**Given data**
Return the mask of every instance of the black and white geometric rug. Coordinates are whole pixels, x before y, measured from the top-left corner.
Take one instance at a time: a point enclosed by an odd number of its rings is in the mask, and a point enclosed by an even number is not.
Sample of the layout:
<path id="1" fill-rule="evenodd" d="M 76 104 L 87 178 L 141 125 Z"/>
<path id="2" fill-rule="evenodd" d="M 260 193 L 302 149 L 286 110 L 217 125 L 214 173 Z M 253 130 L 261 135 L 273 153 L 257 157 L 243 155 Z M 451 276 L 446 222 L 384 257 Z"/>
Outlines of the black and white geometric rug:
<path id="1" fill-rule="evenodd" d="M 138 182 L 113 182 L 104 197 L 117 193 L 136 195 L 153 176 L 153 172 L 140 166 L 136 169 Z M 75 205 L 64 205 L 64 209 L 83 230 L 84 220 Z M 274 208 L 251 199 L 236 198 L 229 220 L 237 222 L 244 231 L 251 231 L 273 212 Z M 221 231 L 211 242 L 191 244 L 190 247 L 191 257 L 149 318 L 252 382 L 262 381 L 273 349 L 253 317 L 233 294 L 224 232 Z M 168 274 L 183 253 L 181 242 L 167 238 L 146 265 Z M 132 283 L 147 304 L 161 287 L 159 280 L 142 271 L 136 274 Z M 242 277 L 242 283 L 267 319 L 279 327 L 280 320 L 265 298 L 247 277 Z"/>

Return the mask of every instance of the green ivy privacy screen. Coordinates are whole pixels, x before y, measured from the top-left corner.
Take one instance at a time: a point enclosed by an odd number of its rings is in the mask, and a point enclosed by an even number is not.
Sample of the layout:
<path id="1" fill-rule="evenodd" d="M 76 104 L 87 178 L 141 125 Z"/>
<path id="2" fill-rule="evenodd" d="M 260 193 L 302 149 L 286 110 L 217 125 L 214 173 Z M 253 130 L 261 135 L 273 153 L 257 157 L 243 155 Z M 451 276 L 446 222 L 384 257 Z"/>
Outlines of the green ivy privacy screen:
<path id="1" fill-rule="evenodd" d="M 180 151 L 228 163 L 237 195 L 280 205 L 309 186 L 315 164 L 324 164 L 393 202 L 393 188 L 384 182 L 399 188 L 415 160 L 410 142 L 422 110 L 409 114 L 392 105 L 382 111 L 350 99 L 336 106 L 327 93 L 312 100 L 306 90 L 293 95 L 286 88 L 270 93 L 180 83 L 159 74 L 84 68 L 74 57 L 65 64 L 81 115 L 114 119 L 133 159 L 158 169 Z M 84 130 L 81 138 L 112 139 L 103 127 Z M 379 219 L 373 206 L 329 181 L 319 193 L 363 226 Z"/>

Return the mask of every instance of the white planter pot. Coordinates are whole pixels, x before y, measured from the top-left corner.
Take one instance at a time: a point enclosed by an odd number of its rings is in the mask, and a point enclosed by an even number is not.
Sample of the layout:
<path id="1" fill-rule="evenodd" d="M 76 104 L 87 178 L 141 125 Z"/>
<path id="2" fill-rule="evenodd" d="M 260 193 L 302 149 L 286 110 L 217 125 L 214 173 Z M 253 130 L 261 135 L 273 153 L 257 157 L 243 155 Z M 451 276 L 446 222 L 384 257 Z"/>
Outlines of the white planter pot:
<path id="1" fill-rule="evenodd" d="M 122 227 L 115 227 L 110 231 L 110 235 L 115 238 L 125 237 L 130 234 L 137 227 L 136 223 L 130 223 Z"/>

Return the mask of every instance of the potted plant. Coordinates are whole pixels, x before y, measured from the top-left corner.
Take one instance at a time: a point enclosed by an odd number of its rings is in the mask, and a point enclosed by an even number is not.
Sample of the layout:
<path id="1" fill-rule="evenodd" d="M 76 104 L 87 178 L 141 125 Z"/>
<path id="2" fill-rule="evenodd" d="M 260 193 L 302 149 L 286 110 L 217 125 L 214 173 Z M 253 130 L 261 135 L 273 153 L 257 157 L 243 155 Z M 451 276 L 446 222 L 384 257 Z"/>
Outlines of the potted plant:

**Assigned task**
Copy all lines of the listing above that contain the string "left".

**Response**
Return the mask of every instance of the black and white geometric rug. Coordinates are whole pixels, x before y, measured from the top-left corner.
Return the mask of every instance of the green ivy privacy screen. Coordinates are whole pixels, x before y, measured from the top-left corner.
Return the mask of every instance of the white planter pot. Coordinates are whole pixels, x before y, measured from the top-left corner.
Return the mask of every instance of the potted plant. Coordinates are whole pixels, x before y, measured from the top-left corner.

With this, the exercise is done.